• **Set exercise a**
Reproduce the listing from its start through the line containing "[(228, 142), (1134, 281)]", inclusive, omitting the pictures.

-- start of Extracted text --

IBM's earnings miss late Thursday and weak reads on manufacturing and consumer sentiment Friday morning highlighted the growing concern on Wall Street that the economy may be slowing down.

The Dow Jones industrial average (down 191.24 to 10,087.51, Charts), the world's most widely watched stock market gauge, sank nearly 1.9 percent, the worst percentage loss since March 31, 2003. The losses for the week were the worst since the week ended March 28th, 2003.

The broader Standard & Poor's 500 (down 19.43 to 1,142.62, Charts) lost 1.6 percent.

The tech heavy Nasdaq composite (down 38.56 to 1,908.15, Charts) skidded 2 percent, its biggest one-day slide on a percentage basis in more than four months.

Treasury bond prices rallied, sending yields lower in a flight-to-quality move. The dollar slumped versus other major currencies. Oil prices fell, but offered no respite for investors.

GE and Citigroup and a favorable ruling for the drug industry were among the few bright spots in a session that was resoundingly negative.

Three sharp days of declines sent the Dow 3.6 percent lower for the week, its worst weekly decline since late March 2003. For the week, the S&P 500 lost nearly 3.3 percent, and the Nasdaq lost nearly 4.6 percent.

"The market is behaving as is we are going into a recession," said Ram Kolluri, chief investment officer at Global Value Investors. "Retail sales were off and so the market is worrying that the consumer is tapped out. IBM's earnings were off and so we're worried that the earnings will slow."

The panicky selling and the flight into bonds reflect the worries that we are going to see headwinds in the economy from inflation, higher interest rates and oil prices, he added.

While stocks are probably headed for a few more tough sessions, he said that after the market eventually digests these worries and more earnings start coming in, equities should be able to stabilize.

IBM unnerves

The Dow, Nasdaq and S&P 500 all sank to five-month lows Thursday, falling on concerns the slowing economy would hurt corporate earnings. Friday's economic news, including a surprisingly weak read on manufacturing in the New York area, added to the worries.

After the close Thursday, IBM (down $6.94 to $76.70, Research) surprised investors by reporting quarterly earnings of 85 cents a share, short of estimates and down from a year earlier.

The stock sank more than 8 percent.

IBM's earnings miss had a substantial impact on the market, said Tom Schrader, managing director of U.S. equity trading at Legg Mason. But the session's declines also spoke to a broader issue, he added.

"The market has a negative tone to it right now," Schrader said.

-- end of Extracted text --

• **Set exercise b**
Condense the paragraph of the market report beginning "Three sharp days of declines" into a short bulleted list that keeps its key figures.

-- start of Records shown --

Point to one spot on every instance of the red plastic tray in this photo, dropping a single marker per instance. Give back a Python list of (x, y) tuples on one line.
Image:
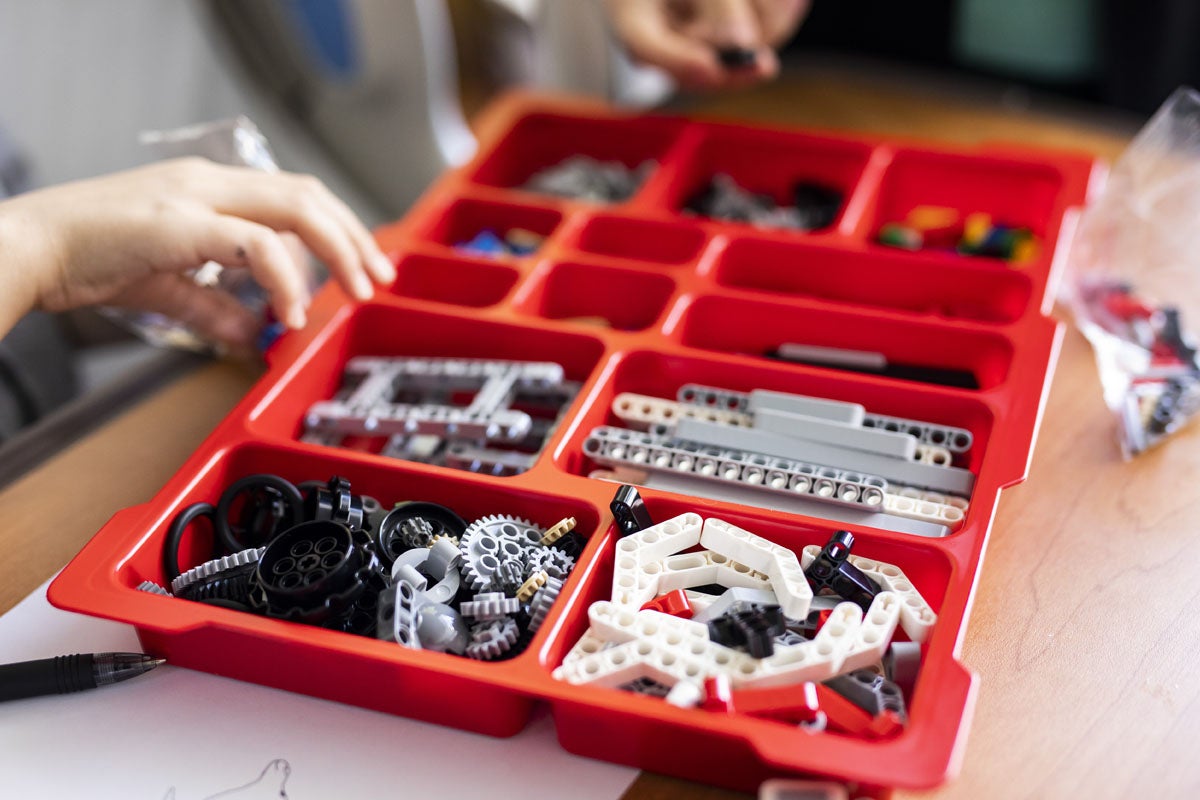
[(689, 300)]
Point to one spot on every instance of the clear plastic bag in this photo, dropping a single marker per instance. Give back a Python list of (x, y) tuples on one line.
[(228, 142), (1134, 281)]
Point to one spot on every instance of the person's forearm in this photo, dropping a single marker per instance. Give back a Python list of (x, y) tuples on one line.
[(24, 259)]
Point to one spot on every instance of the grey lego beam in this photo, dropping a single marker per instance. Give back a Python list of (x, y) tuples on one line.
[(941, 479), (883, 443), (819, 407), (684, 483)]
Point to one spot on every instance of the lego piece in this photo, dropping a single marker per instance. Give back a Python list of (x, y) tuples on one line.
[(838, 356), (883, 443), (712, 397), (675, 603), (489, 606), (685, 695), (916, 615), (735, 596), (786, 501), (904, 504), (778, 563), (629, 511), (723, 464), (941, 479), (557, 531), (817, 407), (869, 691), (831, 570), (641, 411), (957, 440), (737, 58), (487, 461), (543, 600)]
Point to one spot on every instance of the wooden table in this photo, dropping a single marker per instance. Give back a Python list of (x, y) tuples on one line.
[(1081, 632)]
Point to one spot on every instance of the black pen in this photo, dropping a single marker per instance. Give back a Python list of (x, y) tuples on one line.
[(66, 674)]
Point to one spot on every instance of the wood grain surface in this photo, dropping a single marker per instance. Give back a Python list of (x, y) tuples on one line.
[(1085, 630)]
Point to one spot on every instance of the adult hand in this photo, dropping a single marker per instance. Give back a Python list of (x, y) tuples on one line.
[(127, 240), (683, 36)]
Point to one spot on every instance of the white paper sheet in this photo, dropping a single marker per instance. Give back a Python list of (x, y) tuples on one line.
[(189, 735)]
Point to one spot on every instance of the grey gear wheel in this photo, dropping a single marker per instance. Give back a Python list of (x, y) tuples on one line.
[(490, 641), (209, 569), (491, 540)]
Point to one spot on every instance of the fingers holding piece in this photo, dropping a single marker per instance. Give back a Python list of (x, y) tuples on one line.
[(234, 241)]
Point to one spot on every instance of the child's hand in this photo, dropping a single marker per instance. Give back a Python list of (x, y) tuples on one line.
[(127, 240), (683, 36)]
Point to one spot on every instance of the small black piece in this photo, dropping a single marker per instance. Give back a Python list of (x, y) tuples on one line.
[(313, 573), (736, 58), (832, 570), (753, 627), (335, 501), (175, 535), (871, 692), (817, 204), (232, 584), (629, 511), (391, 539), (271, 505)]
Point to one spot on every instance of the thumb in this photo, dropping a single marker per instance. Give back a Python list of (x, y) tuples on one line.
[(211, 313)]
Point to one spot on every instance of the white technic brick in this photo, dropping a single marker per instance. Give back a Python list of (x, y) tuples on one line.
[(760, 554), (917, 618)]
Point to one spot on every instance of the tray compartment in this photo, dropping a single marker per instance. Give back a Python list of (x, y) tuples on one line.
[(925, 283), (454, 281), (659, 374), (543, 139), (466, 218), (622, 299), (1012, 191), (648, 733), (433, 686), (661, 242), (753, 328), (772, 162), (395, 330)]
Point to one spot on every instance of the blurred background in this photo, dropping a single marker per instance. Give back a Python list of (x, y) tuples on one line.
[(377, 97)]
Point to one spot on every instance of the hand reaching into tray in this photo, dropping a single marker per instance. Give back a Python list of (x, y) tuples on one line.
[(708, 43), (127, 240)]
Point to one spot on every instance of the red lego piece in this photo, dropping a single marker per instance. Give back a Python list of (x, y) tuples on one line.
[(673, 602)]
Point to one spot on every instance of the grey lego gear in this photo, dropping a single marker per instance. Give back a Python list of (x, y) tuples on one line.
[(490, 641), (209, 569), (491, 540), (153, 588), (415, 533), (551, 560), (442, 629), (490, 605), (543, 601)]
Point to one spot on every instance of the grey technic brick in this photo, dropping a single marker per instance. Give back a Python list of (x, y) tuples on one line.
[(817, 407), (957, 440), (786, 503), (883, 443), (835, 356), (952, 480)]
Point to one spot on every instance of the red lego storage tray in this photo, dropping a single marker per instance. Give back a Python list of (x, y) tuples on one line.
[(685, 300)]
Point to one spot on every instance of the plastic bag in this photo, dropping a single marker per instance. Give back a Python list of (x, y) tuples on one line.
[(1134, 281), (228, 142)]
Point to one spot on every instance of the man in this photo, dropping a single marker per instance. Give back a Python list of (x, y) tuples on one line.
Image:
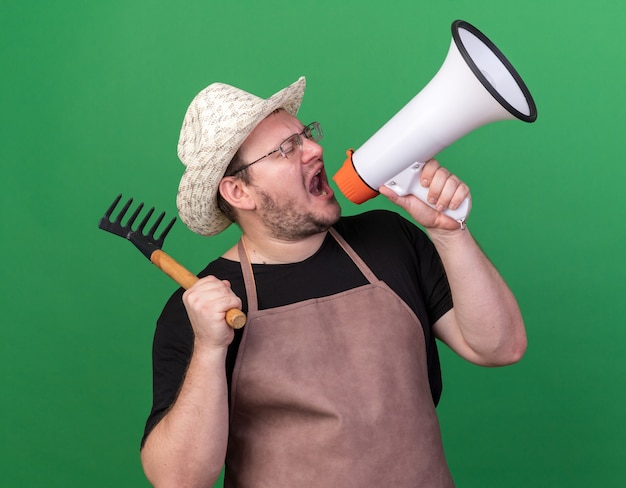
[(334, 379)]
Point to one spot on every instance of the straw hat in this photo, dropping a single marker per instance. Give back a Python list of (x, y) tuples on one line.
[(217, 122)]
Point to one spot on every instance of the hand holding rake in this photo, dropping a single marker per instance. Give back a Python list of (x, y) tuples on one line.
[(150, 247)]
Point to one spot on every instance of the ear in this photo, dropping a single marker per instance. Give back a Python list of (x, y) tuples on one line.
[(237, 193)]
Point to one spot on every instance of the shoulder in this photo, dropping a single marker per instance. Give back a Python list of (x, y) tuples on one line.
[(379, 227)]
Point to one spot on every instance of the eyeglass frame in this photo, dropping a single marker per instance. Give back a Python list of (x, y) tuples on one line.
[(307, 128)]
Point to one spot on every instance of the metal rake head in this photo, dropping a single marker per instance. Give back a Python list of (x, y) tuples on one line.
[(146, 243)]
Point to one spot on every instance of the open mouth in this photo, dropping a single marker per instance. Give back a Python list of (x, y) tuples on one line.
[(318, 186)]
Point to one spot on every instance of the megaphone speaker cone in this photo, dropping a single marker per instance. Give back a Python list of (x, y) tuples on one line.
[(351, 184)]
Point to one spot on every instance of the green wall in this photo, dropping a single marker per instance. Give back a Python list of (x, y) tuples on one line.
[(92, 97)]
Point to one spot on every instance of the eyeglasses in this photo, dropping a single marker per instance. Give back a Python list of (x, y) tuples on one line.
[(312, 132)]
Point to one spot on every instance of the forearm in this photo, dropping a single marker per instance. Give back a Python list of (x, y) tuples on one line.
[(486, 313), (188, 446)]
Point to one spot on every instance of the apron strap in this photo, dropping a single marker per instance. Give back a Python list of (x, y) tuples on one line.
[(364, 268), (248, 274)]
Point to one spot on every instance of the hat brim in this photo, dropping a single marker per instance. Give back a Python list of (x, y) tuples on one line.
[(211, 135)]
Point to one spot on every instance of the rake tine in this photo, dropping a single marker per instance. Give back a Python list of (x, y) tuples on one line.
[(156, 224), (150, 247), (123, 211), (167, 229), (109, 211), (134, 216), (145, 220)]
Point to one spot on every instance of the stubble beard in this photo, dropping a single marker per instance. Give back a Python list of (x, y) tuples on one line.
[(286, 221)]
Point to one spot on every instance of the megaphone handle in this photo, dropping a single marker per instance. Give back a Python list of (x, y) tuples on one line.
[(408, 182)]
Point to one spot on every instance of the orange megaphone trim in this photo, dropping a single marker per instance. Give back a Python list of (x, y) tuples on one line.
[(351, 184)]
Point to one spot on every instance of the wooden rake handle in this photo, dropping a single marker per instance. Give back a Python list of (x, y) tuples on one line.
[(185, 278)]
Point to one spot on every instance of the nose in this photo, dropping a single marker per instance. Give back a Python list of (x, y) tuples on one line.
[(311, 151)]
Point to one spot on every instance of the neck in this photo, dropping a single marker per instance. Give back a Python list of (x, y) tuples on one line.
[(274, 251), (263, 250)]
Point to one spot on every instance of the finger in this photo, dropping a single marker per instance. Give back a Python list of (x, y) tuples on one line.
[(437, 185), (428, 172), (461, 193), (448, 193)]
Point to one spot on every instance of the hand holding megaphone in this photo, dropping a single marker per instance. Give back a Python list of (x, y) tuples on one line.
[(476, 85)]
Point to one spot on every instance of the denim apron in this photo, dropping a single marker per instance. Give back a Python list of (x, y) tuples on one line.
[(333, 392)]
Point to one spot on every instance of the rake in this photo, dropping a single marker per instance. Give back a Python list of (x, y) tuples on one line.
[(150, 247)]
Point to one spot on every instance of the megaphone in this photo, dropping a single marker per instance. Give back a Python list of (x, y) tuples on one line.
[(476, 85)]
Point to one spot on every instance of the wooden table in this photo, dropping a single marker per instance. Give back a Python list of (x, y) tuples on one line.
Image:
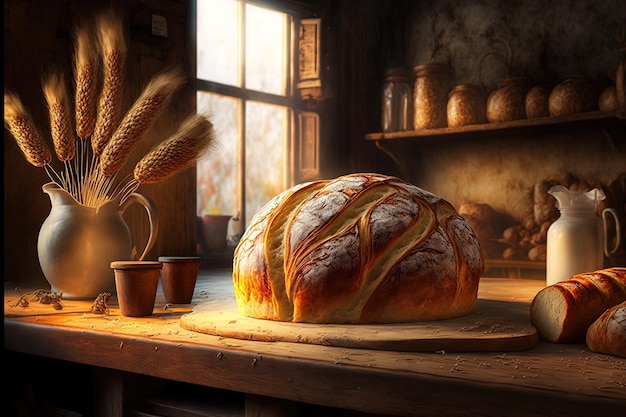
[(549, 379)]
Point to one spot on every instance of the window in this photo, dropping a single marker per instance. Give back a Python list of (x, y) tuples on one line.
[(245, 84)]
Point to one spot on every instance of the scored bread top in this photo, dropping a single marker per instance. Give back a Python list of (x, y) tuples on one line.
[(359, 248)]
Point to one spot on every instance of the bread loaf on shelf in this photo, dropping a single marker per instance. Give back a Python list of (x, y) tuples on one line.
[(563, 312), (362, 248), (608, 333)]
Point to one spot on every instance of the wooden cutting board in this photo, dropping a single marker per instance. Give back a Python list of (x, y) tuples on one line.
[(496, 325)]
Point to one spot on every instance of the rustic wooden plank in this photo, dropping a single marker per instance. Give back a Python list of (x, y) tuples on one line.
[(494, 326), (549, 378)]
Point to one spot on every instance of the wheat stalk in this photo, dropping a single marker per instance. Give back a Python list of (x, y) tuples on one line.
[(60, 121), (113, 46), (139, 119), (85, 71), (19, 123), (193, 140), (91, 169)]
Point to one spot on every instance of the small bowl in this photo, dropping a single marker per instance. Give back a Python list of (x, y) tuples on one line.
[(178, 277), (136, 283)]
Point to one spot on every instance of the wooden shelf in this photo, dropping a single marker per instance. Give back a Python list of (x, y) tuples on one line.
[(602, 119)]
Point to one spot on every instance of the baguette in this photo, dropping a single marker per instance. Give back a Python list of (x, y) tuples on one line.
[(563, 312), (608, 333)]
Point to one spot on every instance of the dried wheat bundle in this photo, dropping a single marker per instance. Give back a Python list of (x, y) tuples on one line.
[(139, 119), (91, 167), (60, 120), (19, 123), (194, 139), (113, 47), (85, 73)]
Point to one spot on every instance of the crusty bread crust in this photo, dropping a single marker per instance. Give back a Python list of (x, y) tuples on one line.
[(362, 248), (563, 312), (608, 333)]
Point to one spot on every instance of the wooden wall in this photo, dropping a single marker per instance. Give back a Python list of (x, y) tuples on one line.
[(38, 37)]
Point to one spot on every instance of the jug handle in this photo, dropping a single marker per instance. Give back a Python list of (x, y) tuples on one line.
[(618, 228), (153, 218)]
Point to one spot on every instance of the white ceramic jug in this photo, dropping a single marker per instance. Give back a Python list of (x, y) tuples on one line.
[(577, 240)]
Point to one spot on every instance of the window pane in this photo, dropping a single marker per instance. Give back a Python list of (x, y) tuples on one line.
[(217, 173), (265, 152), (265, 53), (217, 41)]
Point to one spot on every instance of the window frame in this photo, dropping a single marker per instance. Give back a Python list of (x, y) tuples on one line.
[(291, 101)]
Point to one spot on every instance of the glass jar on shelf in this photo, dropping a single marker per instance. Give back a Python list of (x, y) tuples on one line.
[(430, 96), (396, 100)]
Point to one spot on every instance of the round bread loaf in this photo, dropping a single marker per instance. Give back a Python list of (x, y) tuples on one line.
[(362, 248)]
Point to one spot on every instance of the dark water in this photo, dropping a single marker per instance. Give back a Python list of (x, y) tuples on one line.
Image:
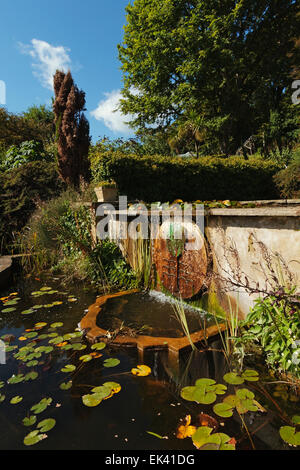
[(144, 404), (149, 314)]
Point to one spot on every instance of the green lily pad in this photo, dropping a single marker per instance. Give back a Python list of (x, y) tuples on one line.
[(46, 425), (32, 438), (41, 406), (29, 421), (92, 400), (66, 385), (86, 358), (8, 310), (68, 368), (233, 378), (112, 362), (98, 346), (289, 435), (16, 400)]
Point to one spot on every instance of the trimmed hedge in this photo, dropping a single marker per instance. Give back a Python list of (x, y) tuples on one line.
[(156, 178)]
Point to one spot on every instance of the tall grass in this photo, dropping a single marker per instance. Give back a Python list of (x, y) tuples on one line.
[(178, 308)]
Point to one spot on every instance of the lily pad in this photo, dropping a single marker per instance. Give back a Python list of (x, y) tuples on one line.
[(46, 425), (16, 400), (289, 435), (32, 438), (30, 421), (112, 362), (68, 368), (98, 346)]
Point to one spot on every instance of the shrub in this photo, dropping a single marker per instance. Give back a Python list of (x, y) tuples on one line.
[(288, 180), (156, 178), (22, 190)]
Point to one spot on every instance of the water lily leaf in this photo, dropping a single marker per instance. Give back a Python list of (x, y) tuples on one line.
[(46, 425), (15, 379), (56, 325), (141, 371), (66, 385), (86, 358), (56, 340), (295, 419), (78, 346), (112, 362), (185, 430), (92, 400), (32, 438), (233, 378), (16, 400), (31, 376), (98, 346), (289, 435), (200, 437), (41, 406), (29, 421), (40, 325), (225, 410), (27, 312), (250, 375), (68, 368)]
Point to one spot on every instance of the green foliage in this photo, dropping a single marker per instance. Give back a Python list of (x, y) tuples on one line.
[(230, 62), (22, 189), (288, 180), (275, 325), (157, 178), (28, 151), (60, 235)]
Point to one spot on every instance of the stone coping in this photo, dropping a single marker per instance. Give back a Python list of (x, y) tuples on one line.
[(93, 333)]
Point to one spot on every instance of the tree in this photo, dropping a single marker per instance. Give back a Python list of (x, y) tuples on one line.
[(228, 61), (72, 130)]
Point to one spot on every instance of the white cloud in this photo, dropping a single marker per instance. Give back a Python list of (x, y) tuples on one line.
[(108, 112), (47, 59)]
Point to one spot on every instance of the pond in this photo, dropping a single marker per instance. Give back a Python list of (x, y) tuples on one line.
[(47, 375), (149, 314)]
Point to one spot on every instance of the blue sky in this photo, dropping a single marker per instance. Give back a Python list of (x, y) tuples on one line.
[(36, 36)]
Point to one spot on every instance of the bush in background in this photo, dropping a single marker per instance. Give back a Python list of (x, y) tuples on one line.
[(157, 178)]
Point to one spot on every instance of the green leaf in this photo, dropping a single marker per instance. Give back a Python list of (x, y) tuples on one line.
[(233, 378), (32, 438), (289, 435), (16, 400), (46, 425), (68, 368), (29, 421), (112, 362)]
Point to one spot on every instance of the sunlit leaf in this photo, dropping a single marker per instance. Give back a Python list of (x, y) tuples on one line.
[(141, 371)]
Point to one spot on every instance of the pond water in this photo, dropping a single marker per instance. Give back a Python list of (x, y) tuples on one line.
[(149, 314), (144, 405)]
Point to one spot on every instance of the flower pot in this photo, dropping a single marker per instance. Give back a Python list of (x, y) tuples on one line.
[(106, 193)]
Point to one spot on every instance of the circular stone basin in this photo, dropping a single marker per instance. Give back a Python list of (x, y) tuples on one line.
[(150, 314)]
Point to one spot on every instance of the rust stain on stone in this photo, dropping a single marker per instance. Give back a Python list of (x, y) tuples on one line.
[(142, 343)]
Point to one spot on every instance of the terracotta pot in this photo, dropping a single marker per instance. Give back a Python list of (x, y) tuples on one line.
[(106, 193)]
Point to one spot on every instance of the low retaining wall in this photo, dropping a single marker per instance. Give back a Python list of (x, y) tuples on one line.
[(249, 245)]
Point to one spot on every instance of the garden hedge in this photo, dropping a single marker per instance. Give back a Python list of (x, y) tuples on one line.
[(157, 178)]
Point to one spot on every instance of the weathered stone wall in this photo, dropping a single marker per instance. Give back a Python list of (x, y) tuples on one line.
[(248, 244)]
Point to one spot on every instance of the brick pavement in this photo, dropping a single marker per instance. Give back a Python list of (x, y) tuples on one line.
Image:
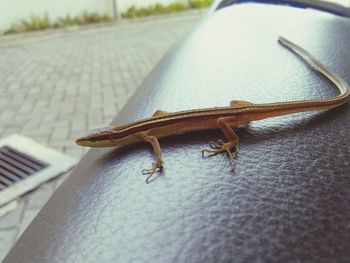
[(56, 87)]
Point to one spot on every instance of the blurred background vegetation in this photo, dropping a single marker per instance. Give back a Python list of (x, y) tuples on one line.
[(40, 22)]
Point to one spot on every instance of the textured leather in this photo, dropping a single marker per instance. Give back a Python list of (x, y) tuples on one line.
[(289, 198)]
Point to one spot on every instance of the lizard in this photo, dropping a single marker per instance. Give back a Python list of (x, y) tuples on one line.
[(163, 124)]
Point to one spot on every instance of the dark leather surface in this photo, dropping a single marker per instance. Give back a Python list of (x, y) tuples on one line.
[(289, 198)]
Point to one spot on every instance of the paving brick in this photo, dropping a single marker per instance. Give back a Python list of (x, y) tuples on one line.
[(55, 89)]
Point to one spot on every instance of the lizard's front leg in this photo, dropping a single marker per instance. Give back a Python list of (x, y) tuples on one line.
[(230, 147), (158, 152)]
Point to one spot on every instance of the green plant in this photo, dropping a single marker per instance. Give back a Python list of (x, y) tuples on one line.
[(156, 9), (36, 22)]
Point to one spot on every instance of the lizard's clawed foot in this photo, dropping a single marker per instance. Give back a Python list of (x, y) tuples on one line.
[(151, 171), (219, 147)]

-- end of Records shown --

• **Final answer a**
Point to one spot on every instance of the red plastic tray in this photo, dropping a single marker per instance. Give back a Python list of (x, y) tuples on one line.
Image:
[(689, 300)]
Point to one spot on every instance of the clear plastic bag in this photo, dropping a single marker per instance. Give back a Python list of (x, y) tuples on one line.
[(228, 142), (1134, 281)]

• **Final answer b**
- Dow: down 3.6 percent for the week after three sharp days of declines, its worst weekly drop since late March 2003
- S&P 500: down nearly 3.3 percent for the week
- Nasdaq: down nearly 4.6 percent for the week